• [Task item] Copy each line in the data that includes the word "lamp".
[Opening Records provided section]
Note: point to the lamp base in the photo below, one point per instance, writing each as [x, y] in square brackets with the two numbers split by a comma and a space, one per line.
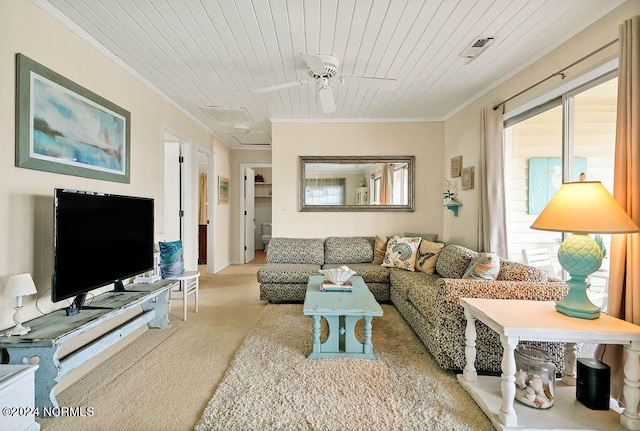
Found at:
[577, 303]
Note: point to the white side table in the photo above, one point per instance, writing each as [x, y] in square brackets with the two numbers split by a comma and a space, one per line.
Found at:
[189, 283]
[517, 320]
[17, 398]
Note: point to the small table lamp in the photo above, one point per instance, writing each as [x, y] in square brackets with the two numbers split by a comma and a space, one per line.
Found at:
[582, 207]
[18, 286]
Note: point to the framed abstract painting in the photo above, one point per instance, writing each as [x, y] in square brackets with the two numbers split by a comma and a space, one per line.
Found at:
[64, 128]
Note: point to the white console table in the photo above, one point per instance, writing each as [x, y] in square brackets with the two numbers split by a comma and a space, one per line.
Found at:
[51, 331]
[17, 403]
[517, 320]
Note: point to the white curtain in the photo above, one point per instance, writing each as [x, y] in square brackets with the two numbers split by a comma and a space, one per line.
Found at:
[492, 218]
[386, 184]
[624, 275]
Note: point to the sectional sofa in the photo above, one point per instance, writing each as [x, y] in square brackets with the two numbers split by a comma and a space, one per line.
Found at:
[428, 302]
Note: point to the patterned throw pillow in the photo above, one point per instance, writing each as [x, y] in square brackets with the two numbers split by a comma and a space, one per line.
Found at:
[433, 237]
[380, 248]
[427, 256]
[486, 266]
[171, 260]
[401, 252]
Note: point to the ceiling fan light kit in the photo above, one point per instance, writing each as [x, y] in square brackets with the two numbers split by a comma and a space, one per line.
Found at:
[323, 68]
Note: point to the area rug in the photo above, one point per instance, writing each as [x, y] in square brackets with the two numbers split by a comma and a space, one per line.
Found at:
[270, 385]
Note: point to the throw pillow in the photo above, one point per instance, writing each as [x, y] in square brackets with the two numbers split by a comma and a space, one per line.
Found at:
[486, 266]
[427, 256]
[380, 248]
[433, 237]
[401, 252]
[171, 260]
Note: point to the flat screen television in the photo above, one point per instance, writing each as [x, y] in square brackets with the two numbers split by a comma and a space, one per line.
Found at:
[99, 239]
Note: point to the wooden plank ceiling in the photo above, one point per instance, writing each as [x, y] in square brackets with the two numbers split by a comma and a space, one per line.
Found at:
[208, 53]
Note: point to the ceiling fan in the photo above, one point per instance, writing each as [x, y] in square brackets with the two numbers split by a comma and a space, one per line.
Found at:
[324, 68]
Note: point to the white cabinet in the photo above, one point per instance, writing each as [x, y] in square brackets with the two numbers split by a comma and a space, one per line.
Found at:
[362, 196]
[263, 190]
[17, 398]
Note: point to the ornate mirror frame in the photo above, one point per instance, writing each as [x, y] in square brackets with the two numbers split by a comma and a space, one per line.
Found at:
[304, 160]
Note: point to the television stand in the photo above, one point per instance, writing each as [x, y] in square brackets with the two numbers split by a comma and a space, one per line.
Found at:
[51, 331]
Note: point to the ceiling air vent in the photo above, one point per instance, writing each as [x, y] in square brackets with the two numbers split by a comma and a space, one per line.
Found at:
[476, 48]
[228, 115]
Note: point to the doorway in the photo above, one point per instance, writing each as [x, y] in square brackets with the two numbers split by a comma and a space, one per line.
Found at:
[205, 210]
[179, 204]
[255, 211]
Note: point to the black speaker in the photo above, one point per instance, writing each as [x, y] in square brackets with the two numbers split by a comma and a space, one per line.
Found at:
[593, 383]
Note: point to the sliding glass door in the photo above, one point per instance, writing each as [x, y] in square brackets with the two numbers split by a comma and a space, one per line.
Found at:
[552, 144]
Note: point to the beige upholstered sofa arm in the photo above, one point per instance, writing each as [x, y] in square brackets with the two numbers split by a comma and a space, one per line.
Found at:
[452, 289]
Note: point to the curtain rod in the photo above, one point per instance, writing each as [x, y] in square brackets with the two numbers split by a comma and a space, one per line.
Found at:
[560, 72]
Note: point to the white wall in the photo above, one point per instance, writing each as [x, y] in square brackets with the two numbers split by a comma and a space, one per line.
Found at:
[293, 139]
[462, 129]
[26, 196]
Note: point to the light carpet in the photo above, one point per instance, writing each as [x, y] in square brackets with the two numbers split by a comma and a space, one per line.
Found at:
[270, 385]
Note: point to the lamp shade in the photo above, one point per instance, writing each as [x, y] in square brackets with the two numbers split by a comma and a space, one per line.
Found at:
[20, 285]
[585, 207]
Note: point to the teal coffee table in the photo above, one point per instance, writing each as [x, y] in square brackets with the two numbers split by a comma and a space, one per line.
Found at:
[341, 310]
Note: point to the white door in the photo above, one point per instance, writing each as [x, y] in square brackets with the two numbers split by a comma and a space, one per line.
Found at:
[249, 216]
[171, 193]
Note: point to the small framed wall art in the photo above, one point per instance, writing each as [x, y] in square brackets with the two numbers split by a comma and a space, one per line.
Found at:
[467, 178]
[456, 166]
[223, 190]
[65, 128]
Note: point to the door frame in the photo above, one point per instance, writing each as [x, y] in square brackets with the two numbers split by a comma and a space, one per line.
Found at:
[211, 225]
[242, 206]
[189, 177]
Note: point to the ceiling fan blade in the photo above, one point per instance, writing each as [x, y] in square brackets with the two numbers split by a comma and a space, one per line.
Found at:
[384, 83]
[279, 86]
[315, 63]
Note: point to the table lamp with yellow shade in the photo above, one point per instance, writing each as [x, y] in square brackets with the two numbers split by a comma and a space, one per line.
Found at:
[582, 208]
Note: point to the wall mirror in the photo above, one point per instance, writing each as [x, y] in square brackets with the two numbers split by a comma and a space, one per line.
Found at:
[356, 183]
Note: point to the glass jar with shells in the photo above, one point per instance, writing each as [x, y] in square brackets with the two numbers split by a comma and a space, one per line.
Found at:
[535, 377]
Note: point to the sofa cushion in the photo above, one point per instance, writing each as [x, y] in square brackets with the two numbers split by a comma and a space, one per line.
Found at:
[401, 252]
[433, 237]
[287, 273]
[427, 257]
[296, 250]
[379, 249]
[485, 266]
[370, 272]
[454, 260]
[345, 250]
[516, 271]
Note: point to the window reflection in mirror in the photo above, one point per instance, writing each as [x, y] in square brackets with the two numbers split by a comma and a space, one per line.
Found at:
[355, 183]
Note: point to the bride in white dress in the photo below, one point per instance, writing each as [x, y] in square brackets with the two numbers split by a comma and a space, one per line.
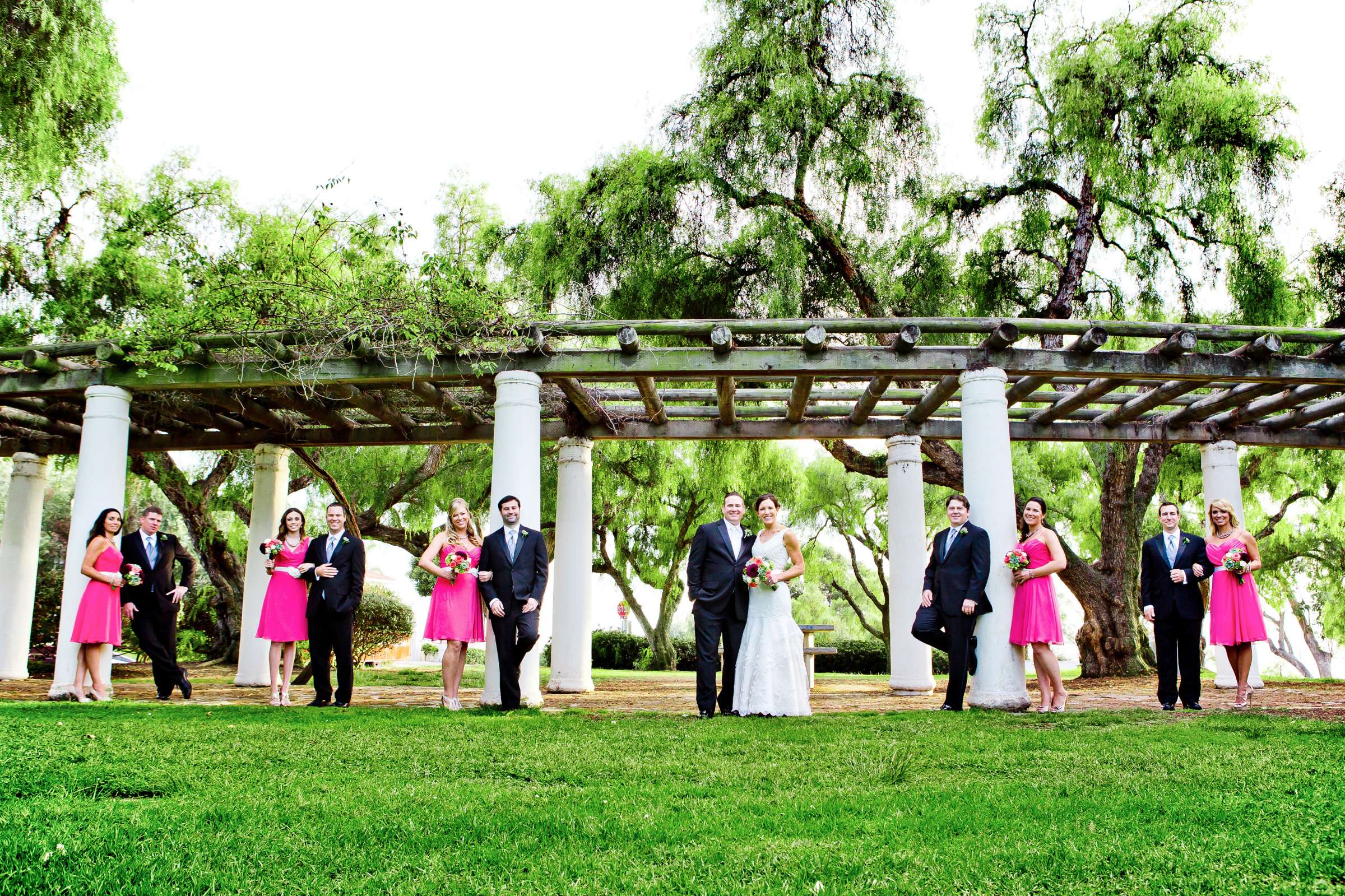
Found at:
[771, 679]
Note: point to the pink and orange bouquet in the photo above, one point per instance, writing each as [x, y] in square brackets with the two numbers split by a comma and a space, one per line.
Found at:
[1017, 559]
[758, 572]
[456, 564]
[1235, 563]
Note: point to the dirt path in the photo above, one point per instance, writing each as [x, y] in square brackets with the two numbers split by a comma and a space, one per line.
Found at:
[676, 693]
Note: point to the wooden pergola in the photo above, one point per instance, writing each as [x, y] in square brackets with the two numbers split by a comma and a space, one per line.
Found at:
[900, 380]
[787, 380]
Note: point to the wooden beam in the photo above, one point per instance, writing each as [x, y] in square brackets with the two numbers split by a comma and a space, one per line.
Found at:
[799, 398]
[724, 387]
[653, 403]
[374, 407]
[1263, 407]
[1306, 415]
[697, 364]
[447, 404]
[700, 430]
[313, 408]
[1088, 342]
[869, 398]
[583, 401]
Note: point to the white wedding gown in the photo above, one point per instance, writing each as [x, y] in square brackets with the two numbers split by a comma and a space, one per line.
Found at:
[771, 679]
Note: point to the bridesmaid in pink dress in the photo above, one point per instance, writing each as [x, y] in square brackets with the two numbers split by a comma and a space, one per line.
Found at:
[284, 610]
[1235, 615]
[455, 609]
[99, 618]
[1036, 619]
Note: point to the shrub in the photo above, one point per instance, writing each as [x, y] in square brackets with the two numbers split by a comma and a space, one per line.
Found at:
[381, 621]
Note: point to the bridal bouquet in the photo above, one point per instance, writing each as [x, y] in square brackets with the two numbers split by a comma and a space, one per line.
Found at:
[757, 573]
[456, 564]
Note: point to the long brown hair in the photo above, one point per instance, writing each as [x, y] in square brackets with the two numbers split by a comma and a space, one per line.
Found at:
[303, 524]
[474, 537]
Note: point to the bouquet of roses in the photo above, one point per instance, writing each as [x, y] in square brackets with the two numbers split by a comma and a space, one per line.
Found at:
[456, 564]
[1235, 564]
[757, 573]
[1017, 559]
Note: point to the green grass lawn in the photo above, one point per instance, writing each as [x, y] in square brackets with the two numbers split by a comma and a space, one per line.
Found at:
[192, 800]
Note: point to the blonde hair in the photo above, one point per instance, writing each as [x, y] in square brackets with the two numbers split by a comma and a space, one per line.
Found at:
[474, 537]
[1227, 508]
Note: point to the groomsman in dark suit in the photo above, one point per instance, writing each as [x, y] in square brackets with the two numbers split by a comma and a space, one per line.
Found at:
[517, 560]
[1169, 589]
[152, 606]
[337, 586]
[718, 601]
[956, 596]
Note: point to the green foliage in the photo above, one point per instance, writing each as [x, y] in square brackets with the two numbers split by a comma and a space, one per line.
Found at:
[1140, 133]
[381, 622]
[59, 82]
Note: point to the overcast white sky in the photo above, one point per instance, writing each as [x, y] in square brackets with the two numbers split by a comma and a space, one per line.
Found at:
[284, 95]
[281, 96]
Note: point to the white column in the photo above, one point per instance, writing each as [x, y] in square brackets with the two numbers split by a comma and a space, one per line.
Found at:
[100, 482]
[1222, 478]
[912, 672]
[987, 479]
[19, 561]
[572, 599]
[517, 470]
[271, 489]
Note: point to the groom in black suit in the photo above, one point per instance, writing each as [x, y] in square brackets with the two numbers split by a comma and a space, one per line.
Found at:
[718, 601]
[517, 560]
[956, 596]
[337, 586]
[152, 606]
[1169, 591]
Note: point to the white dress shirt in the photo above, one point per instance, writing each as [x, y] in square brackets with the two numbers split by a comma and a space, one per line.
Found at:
[735, 536]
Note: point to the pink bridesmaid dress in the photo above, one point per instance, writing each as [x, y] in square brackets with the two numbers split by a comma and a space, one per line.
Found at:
[99, 618]
[1235, 615]
[284, 610]
[455, 611]
[1036, 619]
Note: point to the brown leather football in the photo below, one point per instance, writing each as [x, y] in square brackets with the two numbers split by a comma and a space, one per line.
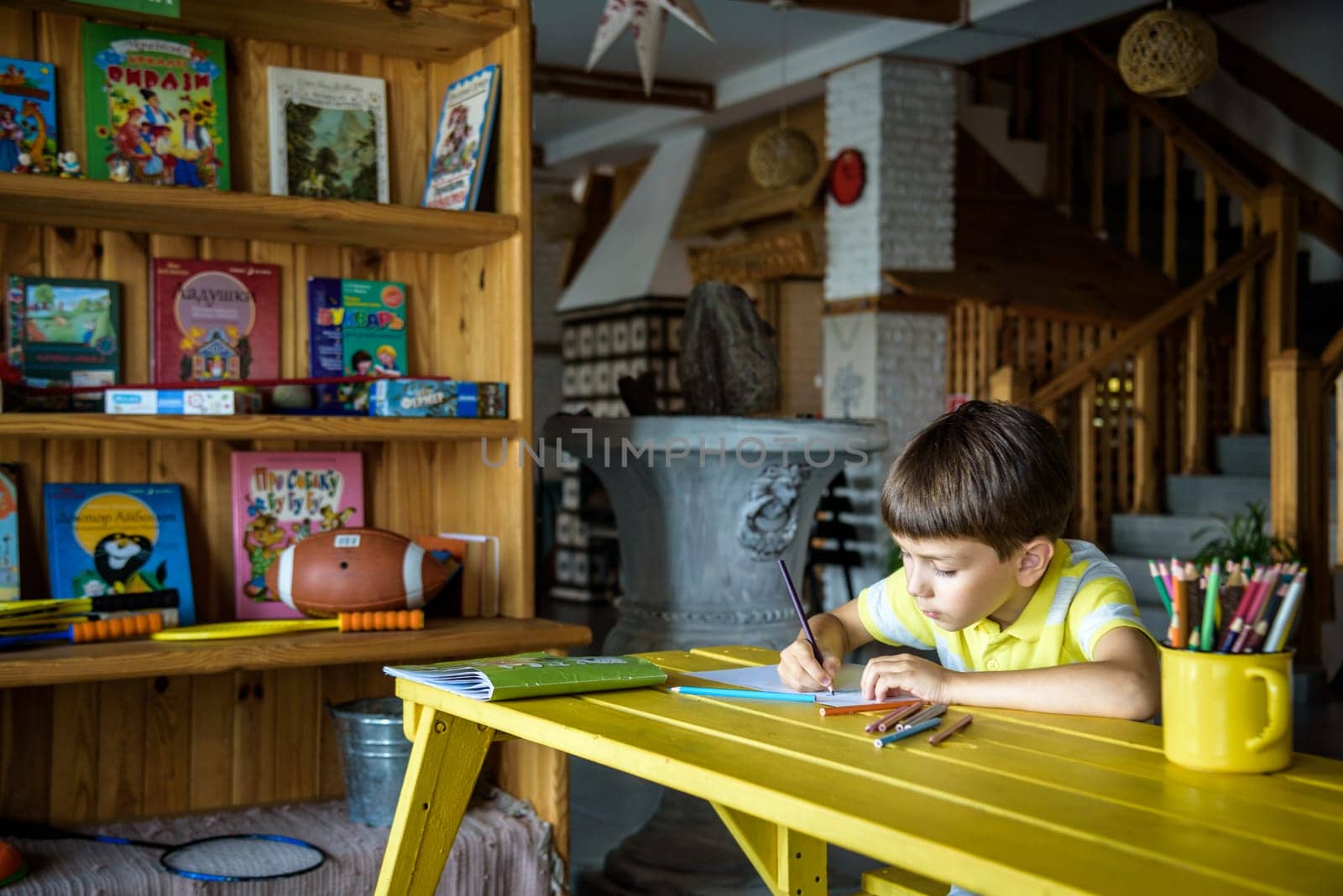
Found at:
[355, 570]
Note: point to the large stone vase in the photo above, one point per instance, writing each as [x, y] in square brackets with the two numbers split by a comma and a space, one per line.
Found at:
[704, 508]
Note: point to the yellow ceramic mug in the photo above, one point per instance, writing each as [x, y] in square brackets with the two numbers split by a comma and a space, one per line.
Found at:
[1226, 711]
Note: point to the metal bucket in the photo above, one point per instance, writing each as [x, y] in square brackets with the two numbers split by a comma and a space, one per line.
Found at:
[374, 755]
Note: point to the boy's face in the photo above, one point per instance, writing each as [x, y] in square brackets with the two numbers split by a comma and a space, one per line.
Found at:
[958, 581]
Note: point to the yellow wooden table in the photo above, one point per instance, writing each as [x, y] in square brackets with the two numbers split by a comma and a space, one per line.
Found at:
[1018, 802]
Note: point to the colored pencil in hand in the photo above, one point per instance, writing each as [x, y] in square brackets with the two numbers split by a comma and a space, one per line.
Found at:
[802, 616]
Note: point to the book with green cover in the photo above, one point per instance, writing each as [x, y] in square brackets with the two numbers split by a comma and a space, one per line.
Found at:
[532, 675]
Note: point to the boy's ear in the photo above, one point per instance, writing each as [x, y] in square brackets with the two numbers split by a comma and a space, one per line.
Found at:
[1034, 561]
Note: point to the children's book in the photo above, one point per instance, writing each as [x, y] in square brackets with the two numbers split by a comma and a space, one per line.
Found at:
[532, 675]
[461, 148]
[65, 333]
[355, 327]
[156, 107]
[118, 539]
[411, 398]
[450, 553]
[27, 116]
[280, 499]
[328, 134]
[483, 555]
[214, 320]
[8, 531]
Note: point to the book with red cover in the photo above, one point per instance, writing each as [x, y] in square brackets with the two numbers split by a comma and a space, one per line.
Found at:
[214, 320]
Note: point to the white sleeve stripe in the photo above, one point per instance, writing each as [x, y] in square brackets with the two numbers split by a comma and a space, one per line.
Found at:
[886, 622]
[1101, 616]
[948, 658]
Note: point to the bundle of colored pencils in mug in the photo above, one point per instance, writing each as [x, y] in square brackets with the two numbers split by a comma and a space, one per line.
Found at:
[1232, 608]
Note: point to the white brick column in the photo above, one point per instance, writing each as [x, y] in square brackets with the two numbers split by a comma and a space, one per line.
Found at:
[891, 365]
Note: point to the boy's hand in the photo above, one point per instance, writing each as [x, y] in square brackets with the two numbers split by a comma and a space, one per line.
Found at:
[799, 669]
[904, 674]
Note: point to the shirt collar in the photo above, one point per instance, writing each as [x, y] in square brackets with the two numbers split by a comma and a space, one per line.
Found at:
[1029, 625]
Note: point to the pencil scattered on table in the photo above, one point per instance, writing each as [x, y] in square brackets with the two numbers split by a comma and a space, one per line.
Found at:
[870, 707]
[1232, 608]
[946, 732]
[907, 732]
[888, 721]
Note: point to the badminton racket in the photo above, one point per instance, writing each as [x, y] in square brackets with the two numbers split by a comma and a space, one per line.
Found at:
[373, 622]
[225, 859]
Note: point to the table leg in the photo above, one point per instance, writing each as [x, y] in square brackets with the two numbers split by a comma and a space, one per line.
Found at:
[440, 779]
[789, 862]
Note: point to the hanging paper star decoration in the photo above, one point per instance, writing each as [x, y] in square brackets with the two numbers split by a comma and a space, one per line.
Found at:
[644, 18]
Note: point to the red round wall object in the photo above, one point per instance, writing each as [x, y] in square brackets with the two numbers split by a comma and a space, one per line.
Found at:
[355, 570]
[848, 176]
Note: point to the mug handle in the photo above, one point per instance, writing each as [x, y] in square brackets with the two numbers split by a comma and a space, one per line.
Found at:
[1278, 721]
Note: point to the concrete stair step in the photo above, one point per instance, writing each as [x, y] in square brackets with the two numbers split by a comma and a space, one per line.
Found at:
[1157, 534]
[1242, 455]
[1215, 495]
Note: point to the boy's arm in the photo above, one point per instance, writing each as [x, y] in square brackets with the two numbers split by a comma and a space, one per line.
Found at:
[1121, 681]
[837, 633]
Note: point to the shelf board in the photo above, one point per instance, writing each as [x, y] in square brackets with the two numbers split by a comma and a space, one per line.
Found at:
[96, 425]
[442, 640]
[436, 29]
[39, 199]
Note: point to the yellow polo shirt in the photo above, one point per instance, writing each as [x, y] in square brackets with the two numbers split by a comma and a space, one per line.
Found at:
[1081, 597]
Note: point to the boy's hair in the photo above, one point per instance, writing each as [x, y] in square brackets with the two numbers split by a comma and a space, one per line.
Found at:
[993, 472]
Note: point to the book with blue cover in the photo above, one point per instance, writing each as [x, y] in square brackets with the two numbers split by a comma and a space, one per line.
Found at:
[114, 538]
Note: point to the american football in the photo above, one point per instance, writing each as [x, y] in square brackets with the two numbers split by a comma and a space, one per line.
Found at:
[353, 570]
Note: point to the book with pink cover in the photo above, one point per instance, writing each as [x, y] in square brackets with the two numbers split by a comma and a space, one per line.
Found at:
[280, 499]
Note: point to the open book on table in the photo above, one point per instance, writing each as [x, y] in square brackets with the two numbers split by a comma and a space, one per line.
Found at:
[532, 675]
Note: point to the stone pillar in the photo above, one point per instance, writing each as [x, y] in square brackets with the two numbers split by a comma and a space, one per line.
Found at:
[880, 361]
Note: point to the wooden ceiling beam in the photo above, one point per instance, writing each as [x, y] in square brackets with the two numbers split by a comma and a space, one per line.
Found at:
[624, 89]
[939, 11]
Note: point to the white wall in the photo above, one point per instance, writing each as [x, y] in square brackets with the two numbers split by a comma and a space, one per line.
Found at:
[1302, 36]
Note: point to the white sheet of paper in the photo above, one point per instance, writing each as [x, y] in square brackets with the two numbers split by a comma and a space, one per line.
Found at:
[766, 678]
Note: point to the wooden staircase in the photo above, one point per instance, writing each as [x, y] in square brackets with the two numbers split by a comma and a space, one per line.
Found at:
[1166, 408]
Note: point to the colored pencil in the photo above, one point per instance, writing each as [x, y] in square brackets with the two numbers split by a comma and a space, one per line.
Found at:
[1215, 582]
[927, 712]
[802, 616]
[1179, 615]
[1282, 624]
[745, 694]
[907, 732]
[1233, 628]
[890, 721]
[946, 732]
[1161, 585]
[870, 707]
[1256, 608]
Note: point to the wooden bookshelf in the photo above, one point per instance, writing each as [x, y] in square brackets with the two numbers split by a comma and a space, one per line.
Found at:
[441, 640]
[308, 428]
[246, 216]
[438, 29]
[138, 728]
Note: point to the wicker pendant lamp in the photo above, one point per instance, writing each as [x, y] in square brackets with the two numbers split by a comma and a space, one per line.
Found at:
[1168, 53]
[782, 156]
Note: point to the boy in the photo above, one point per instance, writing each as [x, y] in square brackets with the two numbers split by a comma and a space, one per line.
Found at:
[1020, 617]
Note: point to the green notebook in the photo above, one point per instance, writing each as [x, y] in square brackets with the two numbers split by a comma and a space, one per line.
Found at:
[532, 675]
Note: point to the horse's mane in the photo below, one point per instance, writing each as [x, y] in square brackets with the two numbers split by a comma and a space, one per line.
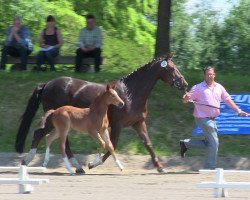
[Closing Records provided section]
• [The completed task]
Note: point to the lamp base in the photo below, one point per instance, writing each as [x, y] in square brackets with the two numbers split by a comma and a space, one per line.
Note: point to the small table lamp in the photo above, one point per instance, writing each as [x, y] in square brackets with the two numbers split by a comma and a space, one per line.
Note: point to the lamp shade in the photo above, one point per instance, writing each as [x, y] in square brackets with the two numbers split by a comma and a space, one per line.
Note: point to the table lamp with yellow shade in the photo above, one point per instance, writing each as [x, y] in square brackets with the two numbers split by a comma and a space, one per line.
Note: point to the wicker pendant lamp in the photo above, one point per instance, writing each as [x, y] in square brackets with the two numbers split by a comma and a space, one per line.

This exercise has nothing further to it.